● MATERIALS PROVIDED:
** START **
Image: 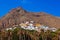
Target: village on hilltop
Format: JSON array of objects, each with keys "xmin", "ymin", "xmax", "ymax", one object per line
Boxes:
[{"xmin": 6, "ymin": 21, "xmax": 57, "ymax": 32}]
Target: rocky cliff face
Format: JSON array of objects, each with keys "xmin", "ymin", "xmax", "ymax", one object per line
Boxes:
[{"xmin": 0, "ymin": 8, "xmax": 60, "ymax": 28}]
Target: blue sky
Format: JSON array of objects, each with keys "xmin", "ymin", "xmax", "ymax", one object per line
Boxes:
[{"xmin": 0, "ymin": 0, "xmax": 60, "ymax": 17}]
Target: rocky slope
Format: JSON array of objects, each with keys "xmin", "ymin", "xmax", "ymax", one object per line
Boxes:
[{"xmin": 0, "ymin": 7, "xmax": 60, "ymax": 28}]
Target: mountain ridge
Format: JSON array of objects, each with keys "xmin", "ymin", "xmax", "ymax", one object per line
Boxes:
[{"xmin": 0, "ymin": 7, "xmax": 60, "ymax": 28}]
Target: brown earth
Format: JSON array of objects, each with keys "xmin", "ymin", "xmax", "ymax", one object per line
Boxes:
[{"xmin": 0, "ymin": 7, "xmax": 60, "ymax": 28}]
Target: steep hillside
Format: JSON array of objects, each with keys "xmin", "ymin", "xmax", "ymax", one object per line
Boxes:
[{"xmin": 0, "ymin": 8, "xmax": 60, "ymax": 28}]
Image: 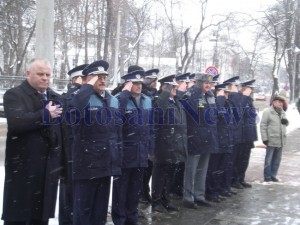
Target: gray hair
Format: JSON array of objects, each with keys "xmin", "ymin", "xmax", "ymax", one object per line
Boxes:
[{"xmin": 26, "ymin": 58, "xmax": 51, "ymax": 70}]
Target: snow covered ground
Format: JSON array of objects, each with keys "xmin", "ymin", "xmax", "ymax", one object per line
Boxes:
[{"xmin": 0, "ymin": 105, "xmax": 300, "ymax": 225}]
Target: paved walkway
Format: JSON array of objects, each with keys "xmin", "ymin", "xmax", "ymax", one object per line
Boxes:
[{"xmin": 121, "ymin": 129, "xmax": 300, "ymax": 225}]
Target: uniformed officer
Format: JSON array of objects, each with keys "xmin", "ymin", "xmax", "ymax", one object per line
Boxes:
[
  {"xmin": 181, "ymin": 73, "xmax": 218, "ymax": 209},
  {"xmin": 112, "ymin": 70, "xmax": 154, "ymax": 225},
  {"xmin": 187, "ymin": 73, "xmax": 196, "ymax": 90},
  {"xmin": 170, "ymin": 72, "xmax": 191, "ymax": 198},
  {"xmin": 206, "ymin": 84, "xmax": 233, "ymax": 202},
  {"xmin": 223, "ymin": 76, "xmax": 243, "ymax": 190},
  {"xmin": 142, "ymin": 69, "xmax": 159, "ymax": 98},
  {"xmin": 152, "ymin": 75, "xmax": 187, "ymax": 213},
  {"xmin": 58, "ymin": 64, "xmax": 88, "ymax": 225},
  {"xmin": 140, "ymin": 69, "xmax": 159, "ymax": 203},
  {"xmin": 236, "ymin": 80, "xmax": 257, "ymax": 188},
  {"xmin": 71, "ymin": 60, "xmax": 122, "ymax": 225}
]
** END **
● WRITTEN PROBLEM: Extract every line of the entries above without changing a character, and leave the pictures out.

● WRITTEN SOLUTION:
Image: 
Target: village on hilltop
Format: JSON array of objects, each with keys "xmin", "ymin", "xmax", "ymax", one object per line
Boxes:
[{"xmin": 6, "ymin": 21, "xmax": 57, "ymax": 32}]
Target: rocky cliff face
Format: JSON array of objects, each with keys "xmin", "ymin", "xmax", "ymax", one object per line
Boxes:
[{"xmin": 0, "ymin": 8, "xmax": 60, "ymax": 28}]
Target: blue sky
Format: JSON array of objects, each with keys "xmin", "ymin", "xmax", "ymax", one object per line
Boxes:
[{"xmin": 0, "ymin": 0, "xmax": 60, "ymax": 17}]
Target: rocky slope
Format: JSON array of objects, each with keys "xmin", "ymin", "xmax", "ymax", one object per line
Boxes:
[{"xmin": 0, "ymin": 7, "xmax": 60, "ymax": 28}]
Target: mountain ridge
Format: JSON array of objects, each with keys "xmin", "ymin", "xmax", "ymax", one object per line
Boxes:
[{"xmin": 0, "ymin": 7, "xmax": 60, "ymax": 28}]
Target: brown earth
Format: JSON array of objects, each with keys "xmin", "ymin", "xmax", "ymax", one object per line
Boxes:
[{"xmin": 0, "ymin": 7, "xmax": 60, "ymax": 28}]
Target: steep hillside
Format: JSON array of objects, each with keys "xmin", "ymin", "xmax", "ymax", one object per line
Boxes:
[{"xmin": 0, "ymin": 8, "xmax": 60, "ymax": 28}]
Image: 
Target: gray hair
Format: JSON array of objects, each with keys "xmin", "ymin", "xmax", "ymax", one object per line
Boxes:
[{"xmin": 26, "ymin": 58, "xmax": 51, "ymax": 70}]
Target: snow covered ground
Format: JSON array of objects, each with keys "xmin", "ymin", "xmax", "ymax", one object per line
Boxes:
[{"xmin": 0, "ymin": 105, "xmax": 300, "ymax": 225}]
Target: paved walkway
Format: JSON array of objects, each with keys "xmin", "ymin", "xmax", "ymax", one object per line
Boxes:
[{"xmin": 121, "ymin": 129, "xmax": 300, "ymax": 225}]
Target: uniformed officer
Format: JSON array of objects, each with keys "xmin", "ymin", "xmax", "ymax", one object per line
Boxes:
[
  {"xmin": 181, "ymin": 73, "xmax": 218, "ymax": 209},
  {"xmin": 112, "ymin": 70, "xmax": 154, "ymax": 225},
  {"xmin": 187, "ymin": 73, "xmax": 196, "ymax": 90},
  {"xmin": 170, "ymin": 72, "xmax": 191, "ymax": 198},
  {"xmin": 206, "ymin": 84, "xmax": 233, "ymax": 202},
  {"xmin": 223, "ymin": 76, "xmax": 243, "ymax": 190},
  {"xmin": 142, "ymin": 69, "xmax": 159, "ymax": 98},
  {"xmin": 152, "ymin": 75, "xmax": 187, "ymax": 213},
  {"xmin": 58, "ymin": 64, "xmax": 88, "ymax": 225},
  {"xmin": 140, "ymin": 69, "xmax": 159, "ymax": 203},
  {"xmin": 236, "ymin": 80, "xmax": 257, "ymax": 188},
  {"xmin": 71, "ymin": 60, "xmax": 122, "ymax": 225}
]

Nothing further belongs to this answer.